Entries from a dataset
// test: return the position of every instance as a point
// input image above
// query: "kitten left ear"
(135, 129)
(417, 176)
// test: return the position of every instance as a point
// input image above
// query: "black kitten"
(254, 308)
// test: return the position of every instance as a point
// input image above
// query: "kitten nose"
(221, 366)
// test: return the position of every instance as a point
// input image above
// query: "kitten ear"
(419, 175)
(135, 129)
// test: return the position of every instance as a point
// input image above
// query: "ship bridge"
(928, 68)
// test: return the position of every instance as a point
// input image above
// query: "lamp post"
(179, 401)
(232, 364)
==
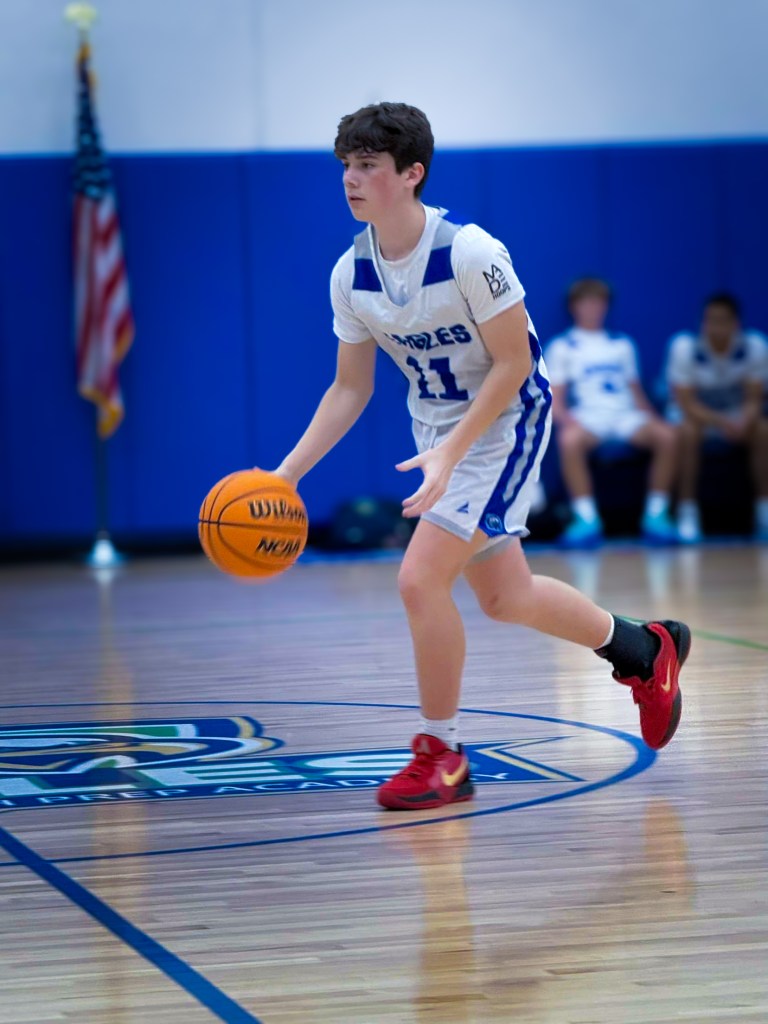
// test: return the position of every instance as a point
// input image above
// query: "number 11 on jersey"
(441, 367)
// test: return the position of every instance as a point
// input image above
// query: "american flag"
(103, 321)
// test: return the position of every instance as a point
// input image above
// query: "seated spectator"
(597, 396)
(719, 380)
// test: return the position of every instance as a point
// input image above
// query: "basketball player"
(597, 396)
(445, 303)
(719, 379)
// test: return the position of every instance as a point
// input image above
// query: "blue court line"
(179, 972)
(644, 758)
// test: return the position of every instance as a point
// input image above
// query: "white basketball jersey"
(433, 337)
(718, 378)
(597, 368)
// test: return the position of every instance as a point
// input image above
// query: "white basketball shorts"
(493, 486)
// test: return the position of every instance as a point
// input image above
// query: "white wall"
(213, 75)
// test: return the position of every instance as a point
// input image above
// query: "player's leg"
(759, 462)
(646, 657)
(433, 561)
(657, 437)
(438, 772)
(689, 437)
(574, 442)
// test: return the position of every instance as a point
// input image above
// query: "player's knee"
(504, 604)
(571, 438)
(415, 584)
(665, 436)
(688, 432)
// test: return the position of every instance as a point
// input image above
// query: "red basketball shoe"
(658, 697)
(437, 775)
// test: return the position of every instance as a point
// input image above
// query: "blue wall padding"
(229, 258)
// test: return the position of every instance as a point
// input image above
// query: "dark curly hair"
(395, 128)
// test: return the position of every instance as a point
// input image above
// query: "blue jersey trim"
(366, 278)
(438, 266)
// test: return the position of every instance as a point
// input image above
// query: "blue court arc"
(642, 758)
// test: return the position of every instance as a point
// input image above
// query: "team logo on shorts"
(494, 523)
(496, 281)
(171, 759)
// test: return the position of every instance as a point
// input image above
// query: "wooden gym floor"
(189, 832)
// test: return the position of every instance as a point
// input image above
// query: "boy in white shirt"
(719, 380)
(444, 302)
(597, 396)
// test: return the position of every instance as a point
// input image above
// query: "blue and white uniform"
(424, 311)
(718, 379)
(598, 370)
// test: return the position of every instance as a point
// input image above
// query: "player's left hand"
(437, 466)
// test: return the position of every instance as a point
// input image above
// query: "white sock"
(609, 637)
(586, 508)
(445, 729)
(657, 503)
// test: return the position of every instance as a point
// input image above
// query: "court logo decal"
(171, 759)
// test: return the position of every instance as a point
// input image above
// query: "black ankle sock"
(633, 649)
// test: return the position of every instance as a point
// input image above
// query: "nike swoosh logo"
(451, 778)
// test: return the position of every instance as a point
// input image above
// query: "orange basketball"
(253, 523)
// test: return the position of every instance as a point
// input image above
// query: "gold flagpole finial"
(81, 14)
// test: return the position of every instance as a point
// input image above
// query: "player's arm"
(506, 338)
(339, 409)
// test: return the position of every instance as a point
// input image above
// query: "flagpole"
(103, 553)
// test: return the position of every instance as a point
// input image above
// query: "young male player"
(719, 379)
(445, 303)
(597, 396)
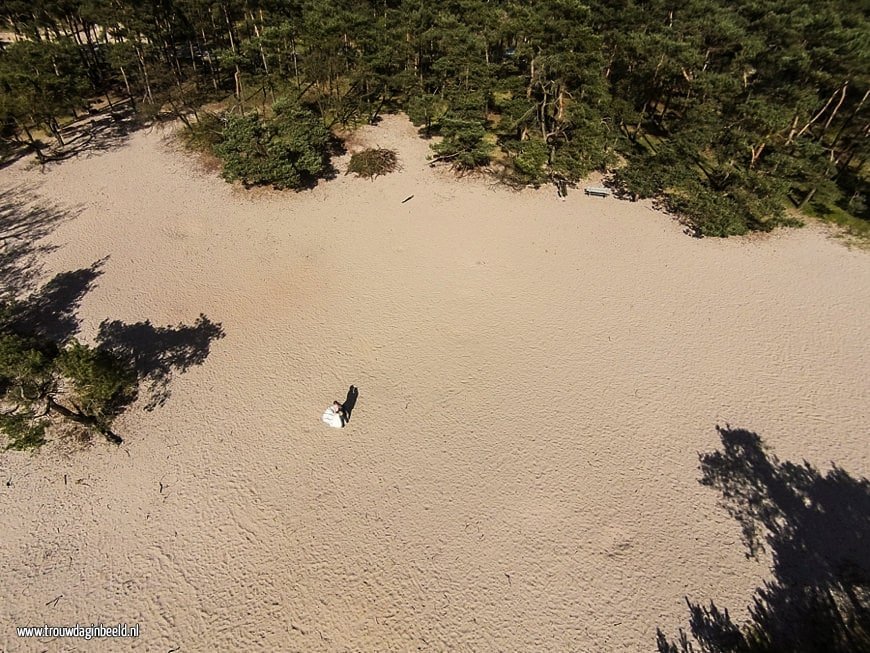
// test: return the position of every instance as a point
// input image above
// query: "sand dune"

Short exercise: Find every line in the data above that contains the string "flagpole", and copy each of those lines.

Task response:
// query: "gold flagpole finial"
// query: "flagpole"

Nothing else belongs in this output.